2. Control of the Work. You shall be solely responsible for all means, methods, techniques, sequences, procedures, licenses requirements and safety and security programs and precautions in connection with the performance of the Work. You shall initiate, maintain and supervise all safety precautions necessary to comply with all applicable provisions of federal, state and local safety laws. You shall provide and pay for all labor, materials, equipment, tools, supervision, testing, inspection and other services as necessary to complete the performance of the Work. Including: issued permits, consents, decisions, licenses, approvals, certificates, confirmations, or exemptions from any governmental authority that are necessary for the performance of the Work.
3. Standard of Performance. You shall perform the Work in a manner that is (a) safe, prudent and reasonable; (b) in accordance with good professional standards applicable to the residential solar electric systems industry at the time of the performance; (c) consistent with prudent practices, to the extent applicable; (d) consistent with the requirements applicable to on-site generation, if any, of the applicable local electric distribution utility; (e) in compliance with all vendor equipment warranty requirements, maintenance instructions and specifications; (f) in compliance with all laws, and (g) reasonably calculated to maximize the availability, output and reliability of the Solar Facility and to minimize operating expenses of the Solar Facility.
You shall employ licensed personnel in the performance of the Work which shall be performed with the degree of care, skill and responsibility customary among such licensed personnel. You shall not permit employment of persons not skilled or qualified for the tasks assigned to them.
4. Time is of the Essence. Time is of the essence for achieving final completion of the Work. 
5. Laws and Regulations. You shall at all times comply with all applicable laws which affect your performance of the Work. If, subsequent to the execution of this Agreement, a change occurs to any law which materially affects your performance of the Work, then you shall notify Rhino of such change.

STORED DATA:
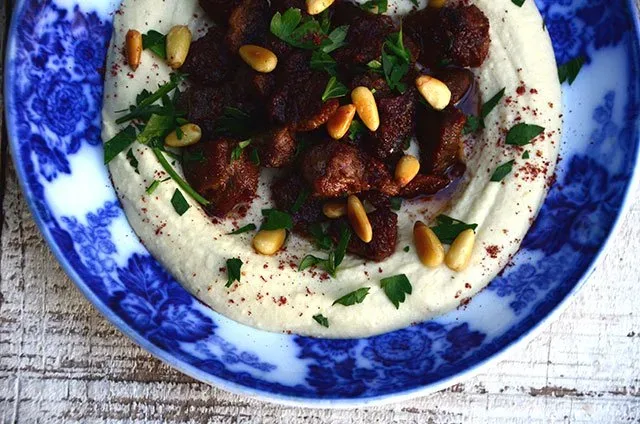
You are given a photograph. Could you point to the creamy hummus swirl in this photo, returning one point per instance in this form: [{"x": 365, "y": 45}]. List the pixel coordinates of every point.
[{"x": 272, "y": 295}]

---

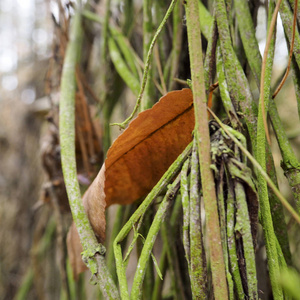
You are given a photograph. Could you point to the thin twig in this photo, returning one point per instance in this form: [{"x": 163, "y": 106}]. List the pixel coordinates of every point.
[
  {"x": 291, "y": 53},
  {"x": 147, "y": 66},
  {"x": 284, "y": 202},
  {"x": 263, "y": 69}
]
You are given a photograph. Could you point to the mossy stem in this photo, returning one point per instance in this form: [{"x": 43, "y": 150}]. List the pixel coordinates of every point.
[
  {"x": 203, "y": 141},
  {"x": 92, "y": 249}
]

WRITTEN INSTRUCTION 1: According to the contract excerpt, whom must you notify if a change in law materially affects your performance of the Work?
WRITTEN INSTRUCTION 2: List the headings of the numbered sections in the contract excerpt.
WRITTEN INSTRUCTION 3: Please transcribe the contract excerpt, beginning at the words "You shall employ" and stopping after "completion of the Work.".
The material above comes from a separate source and has no connection to the contract excerpt.

WORKED ANSWER 1: Rhino.

WORKED ANSWER 2:
Control of the Work
Standard of Performance
Time is of the Essence
Laws and Regulations

WORKED ANSWER 3:
You shall employ licensed personnel in the performance of the Work which shall be performed with the degree of care, skill and responsibility customary among such licensed personnel. You shall not permit employment of persons not skilled or qualified for the tasks assigned to them.
4. Time is of the Essence. Time is of the essence for achieving final completion of the Work.